--- Source text ---
★ ★ ★ ★
- Date: 19–25 July
- Edition: 4th
- Category: WTA International
- Draw: 32S / 16D
- Prize money: $220,000
- Surface: Clay / outdoor
- Location: Bad Gastein, Austria

Champions

Singles
- Julia Görges

Doubles
- Lucie Hradecká / Anabel Medina Garrigues
- ← 2009 · Gastein Ladies · 2011 →

= 2010 Gastein Ladies =

The 2010 Gastein Ladies (also known as NÜRNBERGER Gastein Ladies for sponsorship purposes) was a women's tennis tournament played on outdoor clay courts. It was the 4th edition of the Gastein Ladies, and was part of the WTA International tournaments of the 2010 WTA Tour. It was held in Bad Gastein, Austria, from 19 July until 25 July 2010. Unseeded Julia Görges won the singles title.
★ ★ ★ ★
--- Stored data ---
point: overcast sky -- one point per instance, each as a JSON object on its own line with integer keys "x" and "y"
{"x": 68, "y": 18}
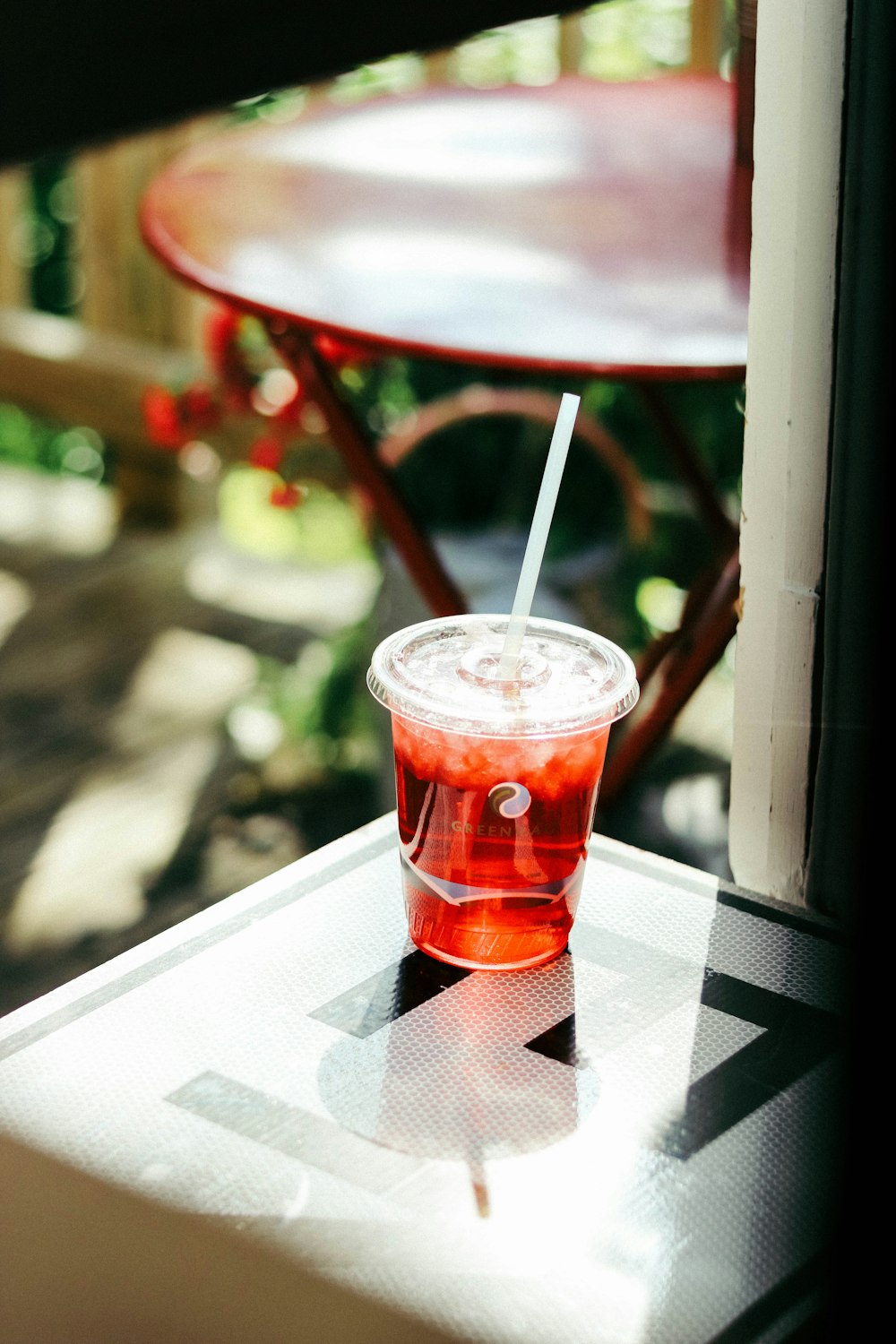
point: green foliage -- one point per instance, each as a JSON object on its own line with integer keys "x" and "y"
{"x": 43, "y": 445}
★ ★ ★ ★
--- What you are asked to do ---
Translate this sentence from the tennis tournament text into Spanish: "Unseeded Julia Görges won the singles title." The data stands apart from the tennis tournament text.

--- Written solution ---
Julia Görges, que no era cabeza de serie, ganó el título individual.